* Data extracts
::::

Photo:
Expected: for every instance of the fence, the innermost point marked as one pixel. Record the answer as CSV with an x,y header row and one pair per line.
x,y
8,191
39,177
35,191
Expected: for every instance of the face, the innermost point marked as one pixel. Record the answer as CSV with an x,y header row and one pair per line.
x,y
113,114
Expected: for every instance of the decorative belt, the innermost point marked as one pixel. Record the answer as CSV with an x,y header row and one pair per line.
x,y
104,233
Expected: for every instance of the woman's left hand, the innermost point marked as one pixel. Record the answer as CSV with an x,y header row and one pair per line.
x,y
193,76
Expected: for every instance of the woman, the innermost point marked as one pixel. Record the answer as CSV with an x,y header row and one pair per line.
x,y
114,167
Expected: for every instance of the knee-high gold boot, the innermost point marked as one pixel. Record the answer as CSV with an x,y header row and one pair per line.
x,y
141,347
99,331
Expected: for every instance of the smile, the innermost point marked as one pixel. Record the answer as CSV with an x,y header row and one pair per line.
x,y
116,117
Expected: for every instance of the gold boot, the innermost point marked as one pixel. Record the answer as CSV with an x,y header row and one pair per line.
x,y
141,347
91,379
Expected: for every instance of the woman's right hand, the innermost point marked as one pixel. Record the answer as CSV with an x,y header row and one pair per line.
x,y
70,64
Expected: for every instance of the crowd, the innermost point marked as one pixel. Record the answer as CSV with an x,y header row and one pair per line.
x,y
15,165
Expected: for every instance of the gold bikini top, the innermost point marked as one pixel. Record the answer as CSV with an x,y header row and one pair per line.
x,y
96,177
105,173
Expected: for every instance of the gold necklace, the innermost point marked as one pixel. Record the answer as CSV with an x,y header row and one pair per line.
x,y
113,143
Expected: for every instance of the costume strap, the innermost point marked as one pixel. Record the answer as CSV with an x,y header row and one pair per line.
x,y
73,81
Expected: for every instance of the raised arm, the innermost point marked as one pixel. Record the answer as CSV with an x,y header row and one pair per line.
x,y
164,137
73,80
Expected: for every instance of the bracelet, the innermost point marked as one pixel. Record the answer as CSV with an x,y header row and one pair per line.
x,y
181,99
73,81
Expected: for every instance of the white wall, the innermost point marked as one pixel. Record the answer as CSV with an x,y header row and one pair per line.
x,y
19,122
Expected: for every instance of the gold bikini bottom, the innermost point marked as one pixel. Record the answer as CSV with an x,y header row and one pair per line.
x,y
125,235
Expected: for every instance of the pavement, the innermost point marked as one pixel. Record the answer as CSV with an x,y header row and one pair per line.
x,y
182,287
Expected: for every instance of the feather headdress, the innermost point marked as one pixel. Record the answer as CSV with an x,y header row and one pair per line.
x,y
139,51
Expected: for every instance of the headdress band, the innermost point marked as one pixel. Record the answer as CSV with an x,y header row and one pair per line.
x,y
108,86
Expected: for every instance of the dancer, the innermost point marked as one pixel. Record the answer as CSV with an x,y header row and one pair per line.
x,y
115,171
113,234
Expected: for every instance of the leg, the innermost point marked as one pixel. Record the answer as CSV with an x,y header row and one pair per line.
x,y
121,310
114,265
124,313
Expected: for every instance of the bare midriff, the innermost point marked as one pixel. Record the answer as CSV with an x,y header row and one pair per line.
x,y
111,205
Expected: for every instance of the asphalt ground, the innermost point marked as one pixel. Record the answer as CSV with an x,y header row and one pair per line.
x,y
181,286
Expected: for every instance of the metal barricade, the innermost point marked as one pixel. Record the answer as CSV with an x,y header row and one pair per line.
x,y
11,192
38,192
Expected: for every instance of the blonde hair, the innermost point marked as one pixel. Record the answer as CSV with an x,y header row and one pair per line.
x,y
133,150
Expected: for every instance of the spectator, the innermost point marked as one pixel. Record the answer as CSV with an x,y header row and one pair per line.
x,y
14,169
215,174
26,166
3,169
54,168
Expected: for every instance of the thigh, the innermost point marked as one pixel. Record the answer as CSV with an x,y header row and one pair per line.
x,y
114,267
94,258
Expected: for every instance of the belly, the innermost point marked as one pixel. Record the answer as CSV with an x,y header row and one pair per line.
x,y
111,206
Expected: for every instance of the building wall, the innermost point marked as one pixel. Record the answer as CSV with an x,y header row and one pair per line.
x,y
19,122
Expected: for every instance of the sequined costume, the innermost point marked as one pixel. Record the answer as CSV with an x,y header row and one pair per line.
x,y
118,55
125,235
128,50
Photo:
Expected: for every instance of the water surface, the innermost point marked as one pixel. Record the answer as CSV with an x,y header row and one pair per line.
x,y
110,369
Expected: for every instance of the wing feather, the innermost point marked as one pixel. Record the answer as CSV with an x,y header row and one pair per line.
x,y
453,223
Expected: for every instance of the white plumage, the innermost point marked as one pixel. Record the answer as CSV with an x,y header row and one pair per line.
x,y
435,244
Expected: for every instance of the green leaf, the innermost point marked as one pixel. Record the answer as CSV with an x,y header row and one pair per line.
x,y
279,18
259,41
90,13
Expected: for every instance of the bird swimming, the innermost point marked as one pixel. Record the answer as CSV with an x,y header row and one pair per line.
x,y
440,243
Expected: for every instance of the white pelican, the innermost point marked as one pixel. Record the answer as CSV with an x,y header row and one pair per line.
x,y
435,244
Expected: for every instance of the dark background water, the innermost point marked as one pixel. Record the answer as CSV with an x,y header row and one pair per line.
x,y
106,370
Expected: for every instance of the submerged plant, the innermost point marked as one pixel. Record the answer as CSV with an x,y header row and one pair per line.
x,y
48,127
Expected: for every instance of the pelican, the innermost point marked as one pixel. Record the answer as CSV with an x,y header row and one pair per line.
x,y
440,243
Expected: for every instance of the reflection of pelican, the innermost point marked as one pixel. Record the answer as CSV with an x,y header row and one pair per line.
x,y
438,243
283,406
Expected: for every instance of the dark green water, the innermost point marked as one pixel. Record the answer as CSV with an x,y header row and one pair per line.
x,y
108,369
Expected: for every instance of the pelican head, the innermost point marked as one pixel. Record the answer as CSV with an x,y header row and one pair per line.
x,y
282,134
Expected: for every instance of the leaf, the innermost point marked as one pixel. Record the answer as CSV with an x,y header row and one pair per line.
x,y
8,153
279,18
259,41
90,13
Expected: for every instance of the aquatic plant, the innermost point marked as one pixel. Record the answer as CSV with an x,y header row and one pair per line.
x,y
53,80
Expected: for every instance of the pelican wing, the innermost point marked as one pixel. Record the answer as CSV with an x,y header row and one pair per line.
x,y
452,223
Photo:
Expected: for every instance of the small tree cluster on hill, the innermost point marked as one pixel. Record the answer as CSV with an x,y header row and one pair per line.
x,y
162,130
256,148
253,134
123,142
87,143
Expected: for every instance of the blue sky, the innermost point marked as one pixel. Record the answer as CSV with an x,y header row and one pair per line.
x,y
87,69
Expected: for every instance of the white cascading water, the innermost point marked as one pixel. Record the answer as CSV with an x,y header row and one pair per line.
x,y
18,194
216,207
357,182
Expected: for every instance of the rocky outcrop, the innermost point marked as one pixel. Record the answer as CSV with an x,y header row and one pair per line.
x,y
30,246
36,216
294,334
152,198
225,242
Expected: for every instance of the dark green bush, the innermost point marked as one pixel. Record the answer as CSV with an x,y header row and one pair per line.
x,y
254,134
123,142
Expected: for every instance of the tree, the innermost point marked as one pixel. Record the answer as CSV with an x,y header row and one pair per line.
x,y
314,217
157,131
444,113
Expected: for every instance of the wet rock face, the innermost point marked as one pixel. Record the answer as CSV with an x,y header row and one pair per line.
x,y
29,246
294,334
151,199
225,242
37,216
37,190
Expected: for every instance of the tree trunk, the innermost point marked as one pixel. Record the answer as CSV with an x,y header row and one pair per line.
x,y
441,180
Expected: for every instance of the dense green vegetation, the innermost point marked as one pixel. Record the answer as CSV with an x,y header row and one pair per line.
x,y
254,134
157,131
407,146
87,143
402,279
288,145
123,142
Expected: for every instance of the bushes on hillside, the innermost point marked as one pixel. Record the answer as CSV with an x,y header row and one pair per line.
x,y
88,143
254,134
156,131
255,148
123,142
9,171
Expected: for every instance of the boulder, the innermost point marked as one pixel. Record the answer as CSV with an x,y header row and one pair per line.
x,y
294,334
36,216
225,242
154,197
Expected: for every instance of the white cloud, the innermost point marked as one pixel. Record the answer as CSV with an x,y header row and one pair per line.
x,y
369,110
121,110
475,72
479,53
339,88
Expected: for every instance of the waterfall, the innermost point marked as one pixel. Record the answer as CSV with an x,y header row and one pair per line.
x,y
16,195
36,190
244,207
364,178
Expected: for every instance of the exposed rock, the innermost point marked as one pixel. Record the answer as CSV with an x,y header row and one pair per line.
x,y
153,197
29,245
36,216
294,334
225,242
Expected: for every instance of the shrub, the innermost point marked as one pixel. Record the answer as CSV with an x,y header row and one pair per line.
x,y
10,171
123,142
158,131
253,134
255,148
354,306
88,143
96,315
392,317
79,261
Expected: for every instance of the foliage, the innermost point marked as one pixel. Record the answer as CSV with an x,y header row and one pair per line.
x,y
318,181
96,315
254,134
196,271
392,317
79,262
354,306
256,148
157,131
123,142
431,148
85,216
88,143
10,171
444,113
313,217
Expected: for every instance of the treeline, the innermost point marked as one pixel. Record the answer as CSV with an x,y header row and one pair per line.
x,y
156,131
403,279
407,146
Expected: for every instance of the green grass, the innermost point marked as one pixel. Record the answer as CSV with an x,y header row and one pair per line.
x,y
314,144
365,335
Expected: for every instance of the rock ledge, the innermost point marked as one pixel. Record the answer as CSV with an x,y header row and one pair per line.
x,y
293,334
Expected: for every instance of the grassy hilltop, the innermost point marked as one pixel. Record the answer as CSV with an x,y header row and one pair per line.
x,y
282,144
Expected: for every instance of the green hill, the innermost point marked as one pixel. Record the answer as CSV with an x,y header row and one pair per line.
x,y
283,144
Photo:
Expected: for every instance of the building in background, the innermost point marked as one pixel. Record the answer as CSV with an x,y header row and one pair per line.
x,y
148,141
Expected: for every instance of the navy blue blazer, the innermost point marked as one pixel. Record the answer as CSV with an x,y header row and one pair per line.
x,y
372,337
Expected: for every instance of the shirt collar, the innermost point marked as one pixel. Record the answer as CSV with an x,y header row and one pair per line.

::::

* Task objective
Look above for the line containing "Expected: for every instance of the navy", then please write out that line and each one after it through the end, exactly, with nothing else.

* Exercise response
Expected: for every instance of the navy blue blazer, the innermost point marked as one pixel. Record the answer as CSV with an x,y header row and one pair per line.
x,y
372,337
Expected: for every instance of the shirt collar, the innermost point marked as one pixel. Record the answer as CSV with an x,y header row and one pair per line.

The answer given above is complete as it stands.